▶ [TUS TAREAS]:
1. Pasa al inglés esta oración del relato sobre los dos paquetes: «Finalmente disparo a la lámpara del techo y me asombro de que siga igual.»
2. Sigue escribiendo el relato sobre los dos paquetes desde su última oración.

▶ [TEXTO DE ESTUDIO]:

Despierto y alguien me dice que hay dos paquetes para mí.
Están del lado de la pared sobre la que está arrimada la cama. Salgo con alguna
dificultad de las cobijas y los veo envueltos en papel de almacén. Uno es
alargado y el otro redondeado. Elijo el primero, rompo el papel, y saco de su
interior un rifle que dispara corchos. Me instruyen sobre su uso. Hay una voz
primero que identifico como la de mi madre, y luego se suma otra de mujer. La
voz de la prima, me doy cuenta que es una de ellas pero no consigo fijar su
nombre, hace poco que estoy en Punta Arenas y la familia es grande, la voz de
la prima ríe, su risa es clara, es la primera risa de la cual tengo memoria. El
rifle hay de doblarlo y volverlo a su posición inicial, colocar antes los
corchos y entonces apuntar y disparar. Yo apunto y por todos lados hay cosas a
las cuales no quiero destruir, se para lo que sirve un rifle. Finalmente disparo a la lámpara del techo y
me asombro de que siga igual. Mamá me dice que es un juguete. Me alcanzan el
otro envoltorio, lo abro, hay una pelota de goma, más grande de las que he
tenido hasta ahora. No tan grande como la profesional que trae el padrino del
estadio. Trato de hacerla botar y no rebota como las pequeñitas, me indican que
debo darle un puntapié, me festejan aunque se que no tengo tanta fuerza como se
requeriría.

▶ [MATERIAL PROPORCIONADO]:
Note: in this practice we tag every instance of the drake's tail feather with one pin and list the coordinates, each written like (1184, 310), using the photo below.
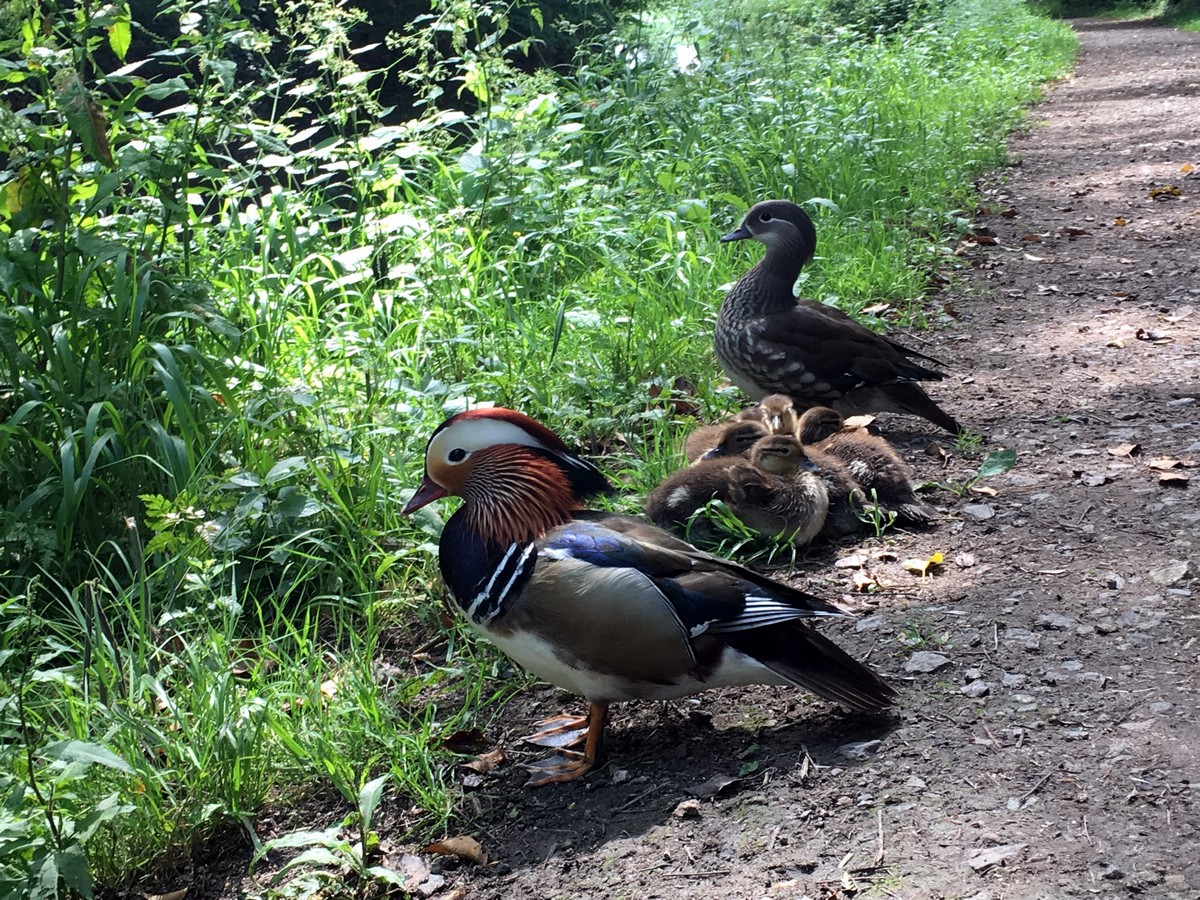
(810, 660)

▶ [RESPUESTAS ESCRITAS]:
1. Finally I shoot at the ceiling lamp and am amazed that it stays the same.

2.
Después he salido de la habitación, estoy en un patio de
pastos altos, camino hacia el fondo de donde vienen voces y rumores. Las dos
mujeres de mi despertar me llevan de la mano. Voy de pantalones cortos y veo
mis piernas y mis botines marrones, no puedo recordar el color de los
calcetines. Sobre la frente hace sombra una gorra que al tiempo se guardará
como un recuerdo de infancia, es de tela y lleva un escudo del Colo Colo.
Sacude mi pecho y la espalda el rifle de corchos que tiene una tira de cuero
para poder ser llevado en bandolera.
Llegamos a un lugar despejado y profundo, se está haciendo
un cordero al palo en un pozo, y en él está el tío Simón que ha venido de Morro
Chico, donde trabaja, para ser el centro de la fiesta. Todo esto ya lo sé, no
me lo dijeron después: tío, Simón, Morro Chico, cordero.
El tío gaucho levanta algo que tiene en la mano y de él sale
un largo chorro rojo que se introduce en la boca. Hace ruidos con su garganta.
Me asombra, es divertido. Simón es el menor de los tíos, hubo otros dos que
murieron pero de esos sabré con el tiempo.
Me extiende la bota como para invitarme a imitarlo. Yo
pienso que es como una extraña mamadera. Mi mano aparece en el espacio de la
visión. Mi madre reta a su hermano, mi prima vuelve a reírse.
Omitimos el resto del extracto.